## [WHAT YOU NEED TO DO]
From the data, return each line holding the word "barrier".

## [EXTRACTED RECORDS]
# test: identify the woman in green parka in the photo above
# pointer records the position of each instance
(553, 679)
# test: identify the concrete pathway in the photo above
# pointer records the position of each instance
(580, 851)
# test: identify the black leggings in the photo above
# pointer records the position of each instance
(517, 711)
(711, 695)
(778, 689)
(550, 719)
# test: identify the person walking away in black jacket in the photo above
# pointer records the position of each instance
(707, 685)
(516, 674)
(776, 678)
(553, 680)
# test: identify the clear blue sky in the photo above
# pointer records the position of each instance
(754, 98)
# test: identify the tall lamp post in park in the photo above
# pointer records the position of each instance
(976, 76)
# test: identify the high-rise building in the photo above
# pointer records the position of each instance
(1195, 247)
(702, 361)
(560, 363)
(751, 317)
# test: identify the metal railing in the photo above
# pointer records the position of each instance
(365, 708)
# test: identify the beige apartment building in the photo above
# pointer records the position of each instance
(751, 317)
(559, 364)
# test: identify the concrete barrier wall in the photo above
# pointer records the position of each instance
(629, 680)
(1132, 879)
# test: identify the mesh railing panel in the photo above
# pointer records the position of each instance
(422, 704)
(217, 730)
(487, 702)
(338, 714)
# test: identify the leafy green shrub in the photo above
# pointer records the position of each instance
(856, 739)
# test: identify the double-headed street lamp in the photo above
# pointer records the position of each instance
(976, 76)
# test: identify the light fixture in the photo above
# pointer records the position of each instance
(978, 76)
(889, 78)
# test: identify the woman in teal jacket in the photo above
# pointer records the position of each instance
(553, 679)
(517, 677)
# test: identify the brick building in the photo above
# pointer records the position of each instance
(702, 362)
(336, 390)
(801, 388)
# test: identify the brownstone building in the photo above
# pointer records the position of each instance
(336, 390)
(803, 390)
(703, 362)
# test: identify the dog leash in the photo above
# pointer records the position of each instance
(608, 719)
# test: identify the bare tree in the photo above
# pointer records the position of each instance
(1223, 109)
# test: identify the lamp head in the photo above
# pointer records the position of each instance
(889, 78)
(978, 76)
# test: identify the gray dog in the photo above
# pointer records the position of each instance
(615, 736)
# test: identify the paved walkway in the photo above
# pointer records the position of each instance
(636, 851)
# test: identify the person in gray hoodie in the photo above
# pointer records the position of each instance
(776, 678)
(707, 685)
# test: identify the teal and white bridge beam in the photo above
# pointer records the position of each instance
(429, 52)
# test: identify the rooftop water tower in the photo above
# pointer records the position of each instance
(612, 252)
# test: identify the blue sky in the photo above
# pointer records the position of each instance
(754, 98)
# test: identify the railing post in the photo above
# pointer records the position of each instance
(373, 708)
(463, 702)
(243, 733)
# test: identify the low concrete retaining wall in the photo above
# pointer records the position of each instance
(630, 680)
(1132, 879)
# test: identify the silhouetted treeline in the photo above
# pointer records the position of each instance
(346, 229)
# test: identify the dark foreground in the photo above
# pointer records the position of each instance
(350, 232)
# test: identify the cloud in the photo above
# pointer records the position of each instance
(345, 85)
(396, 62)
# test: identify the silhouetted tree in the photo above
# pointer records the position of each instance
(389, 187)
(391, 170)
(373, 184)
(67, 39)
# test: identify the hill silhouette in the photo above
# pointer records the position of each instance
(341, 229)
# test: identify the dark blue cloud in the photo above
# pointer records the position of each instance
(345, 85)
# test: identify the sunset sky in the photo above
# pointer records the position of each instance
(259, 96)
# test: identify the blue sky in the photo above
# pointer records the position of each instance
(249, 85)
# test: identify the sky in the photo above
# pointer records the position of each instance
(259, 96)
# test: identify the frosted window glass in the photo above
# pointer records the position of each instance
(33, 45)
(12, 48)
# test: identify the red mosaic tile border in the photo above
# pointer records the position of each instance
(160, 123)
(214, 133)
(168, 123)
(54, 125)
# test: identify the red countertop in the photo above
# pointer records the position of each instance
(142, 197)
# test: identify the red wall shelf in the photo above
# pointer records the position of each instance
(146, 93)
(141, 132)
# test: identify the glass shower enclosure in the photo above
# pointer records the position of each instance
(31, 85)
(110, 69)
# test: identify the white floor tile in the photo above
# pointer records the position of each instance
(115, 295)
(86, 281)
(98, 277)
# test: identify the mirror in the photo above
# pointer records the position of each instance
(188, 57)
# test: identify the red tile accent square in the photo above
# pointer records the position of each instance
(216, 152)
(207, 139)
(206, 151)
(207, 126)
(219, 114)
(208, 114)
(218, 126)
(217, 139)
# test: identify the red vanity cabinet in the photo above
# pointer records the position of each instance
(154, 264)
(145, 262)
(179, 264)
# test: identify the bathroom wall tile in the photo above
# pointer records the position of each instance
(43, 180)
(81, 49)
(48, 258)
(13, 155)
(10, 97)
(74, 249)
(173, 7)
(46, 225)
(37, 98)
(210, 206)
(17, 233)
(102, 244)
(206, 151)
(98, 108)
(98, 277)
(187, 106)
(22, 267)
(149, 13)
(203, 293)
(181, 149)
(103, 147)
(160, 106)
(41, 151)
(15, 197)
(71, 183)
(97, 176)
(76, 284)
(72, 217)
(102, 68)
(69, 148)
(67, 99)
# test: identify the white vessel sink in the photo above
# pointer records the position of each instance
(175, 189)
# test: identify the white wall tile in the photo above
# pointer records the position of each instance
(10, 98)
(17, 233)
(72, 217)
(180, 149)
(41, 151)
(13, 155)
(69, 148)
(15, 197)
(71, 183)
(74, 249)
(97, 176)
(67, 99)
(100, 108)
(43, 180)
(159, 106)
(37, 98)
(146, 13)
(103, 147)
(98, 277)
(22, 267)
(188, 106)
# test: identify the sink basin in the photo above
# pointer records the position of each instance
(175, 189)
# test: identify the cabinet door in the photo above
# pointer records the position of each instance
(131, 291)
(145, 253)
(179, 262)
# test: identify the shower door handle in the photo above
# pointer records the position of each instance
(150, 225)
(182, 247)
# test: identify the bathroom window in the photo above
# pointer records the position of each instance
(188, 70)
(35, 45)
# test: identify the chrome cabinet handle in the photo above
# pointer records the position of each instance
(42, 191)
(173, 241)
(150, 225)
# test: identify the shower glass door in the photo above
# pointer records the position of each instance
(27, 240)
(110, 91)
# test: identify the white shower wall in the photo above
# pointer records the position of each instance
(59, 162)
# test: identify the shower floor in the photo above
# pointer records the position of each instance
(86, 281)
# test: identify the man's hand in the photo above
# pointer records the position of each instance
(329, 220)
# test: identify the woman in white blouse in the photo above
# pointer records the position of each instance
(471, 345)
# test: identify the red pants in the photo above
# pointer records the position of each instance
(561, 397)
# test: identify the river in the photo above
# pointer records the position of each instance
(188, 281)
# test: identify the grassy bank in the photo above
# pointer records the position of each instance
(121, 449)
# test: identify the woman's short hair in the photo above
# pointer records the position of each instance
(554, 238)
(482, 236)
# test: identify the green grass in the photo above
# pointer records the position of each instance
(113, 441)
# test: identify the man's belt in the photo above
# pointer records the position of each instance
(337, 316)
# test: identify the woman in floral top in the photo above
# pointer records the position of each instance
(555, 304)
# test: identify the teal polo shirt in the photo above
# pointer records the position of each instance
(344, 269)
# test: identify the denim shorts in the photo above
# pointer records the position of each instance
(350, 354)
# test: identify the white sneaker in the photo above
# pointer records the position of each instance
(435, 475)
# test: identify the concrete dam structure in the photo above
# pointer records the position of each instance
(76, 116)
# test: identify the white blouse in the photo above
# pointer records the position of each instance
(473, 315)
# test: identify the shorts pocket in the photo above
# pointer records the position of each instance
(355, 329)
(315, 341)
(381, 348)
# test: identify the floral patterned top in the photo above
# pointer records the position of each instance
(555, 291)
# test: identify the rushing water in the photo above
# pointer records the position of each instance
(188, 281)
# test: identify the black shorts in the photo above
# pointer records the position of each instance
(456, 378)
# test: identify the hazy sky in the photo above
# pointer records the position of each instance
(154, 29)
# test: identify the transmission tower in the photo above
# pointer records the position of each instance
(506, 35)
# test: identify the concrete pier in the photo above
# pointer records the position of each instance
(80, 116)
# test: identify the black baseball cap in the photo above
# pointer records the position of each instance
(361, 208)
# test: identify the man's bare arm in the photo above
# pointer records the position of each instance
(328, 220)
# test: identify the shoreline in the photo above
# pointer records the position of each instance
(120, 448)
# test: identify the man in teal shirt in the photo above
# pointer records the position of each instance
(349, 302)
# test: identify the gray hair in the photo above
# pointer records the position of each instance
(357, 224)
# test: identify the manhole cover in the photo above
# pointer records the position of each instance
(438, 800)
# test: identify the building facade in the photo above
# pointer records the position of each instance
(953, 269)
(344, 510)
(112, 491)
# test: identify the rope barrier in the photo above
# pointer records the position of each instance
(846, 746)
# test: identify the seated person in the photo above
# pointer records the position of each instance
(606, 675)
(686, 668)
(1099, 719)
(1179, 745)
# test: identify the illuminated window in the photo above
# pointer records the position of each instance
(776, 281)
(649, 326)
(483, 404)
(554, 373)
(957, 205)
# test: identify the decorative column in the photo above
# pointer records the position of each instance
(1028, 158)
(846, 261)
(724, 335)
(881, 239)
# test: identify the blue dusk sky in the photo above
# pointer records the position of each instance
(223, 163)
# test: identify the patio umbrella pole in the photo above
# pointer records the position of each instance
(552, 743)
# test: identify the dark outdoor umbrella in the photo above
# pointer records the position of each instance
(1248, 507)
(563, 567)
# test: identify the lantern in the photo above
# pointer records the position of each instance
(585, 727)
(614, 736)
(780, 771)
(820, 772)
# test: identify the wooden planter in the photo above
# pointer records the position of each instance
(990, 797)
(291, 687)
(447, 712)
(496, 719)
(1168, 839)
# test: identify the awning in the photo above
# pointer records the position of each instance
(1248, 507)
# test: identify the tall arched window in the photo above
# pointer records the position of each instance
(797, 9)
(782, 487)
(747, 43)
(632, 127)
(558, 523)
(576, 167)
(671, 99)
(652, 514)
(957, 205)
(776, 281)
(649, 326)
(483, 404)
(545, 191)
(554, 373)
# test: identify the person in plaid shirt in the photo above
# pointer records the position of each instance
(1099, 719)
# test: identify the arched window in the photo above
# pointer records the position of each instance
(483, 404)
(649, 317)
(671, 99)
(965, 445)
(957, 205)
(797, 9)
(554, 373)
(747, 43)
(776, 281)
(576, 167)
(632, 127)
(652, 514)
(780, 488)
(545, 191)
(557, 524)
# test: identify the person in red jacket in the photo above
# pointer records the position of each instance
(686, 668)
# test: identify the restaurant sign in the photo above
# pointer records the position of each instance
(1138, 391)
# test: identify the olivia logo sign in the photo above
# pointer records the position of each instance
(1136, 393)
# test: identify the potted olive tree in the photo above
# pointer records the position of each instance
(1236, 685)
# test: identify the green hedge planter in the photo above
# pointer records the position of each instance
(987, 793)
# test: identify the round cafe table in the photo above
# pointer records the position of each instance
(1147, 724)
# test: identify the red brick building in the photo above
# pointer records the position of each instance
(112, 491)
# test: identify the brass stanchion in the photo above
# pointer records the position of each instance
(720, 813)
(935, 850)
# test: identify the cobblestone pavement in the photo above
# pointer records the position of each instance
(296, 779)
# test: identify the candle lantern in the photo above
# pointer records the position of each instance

## [REPLY]
# test: identify the concrete barrier wall in the photo above
# test: identify the rope barrier in the photo above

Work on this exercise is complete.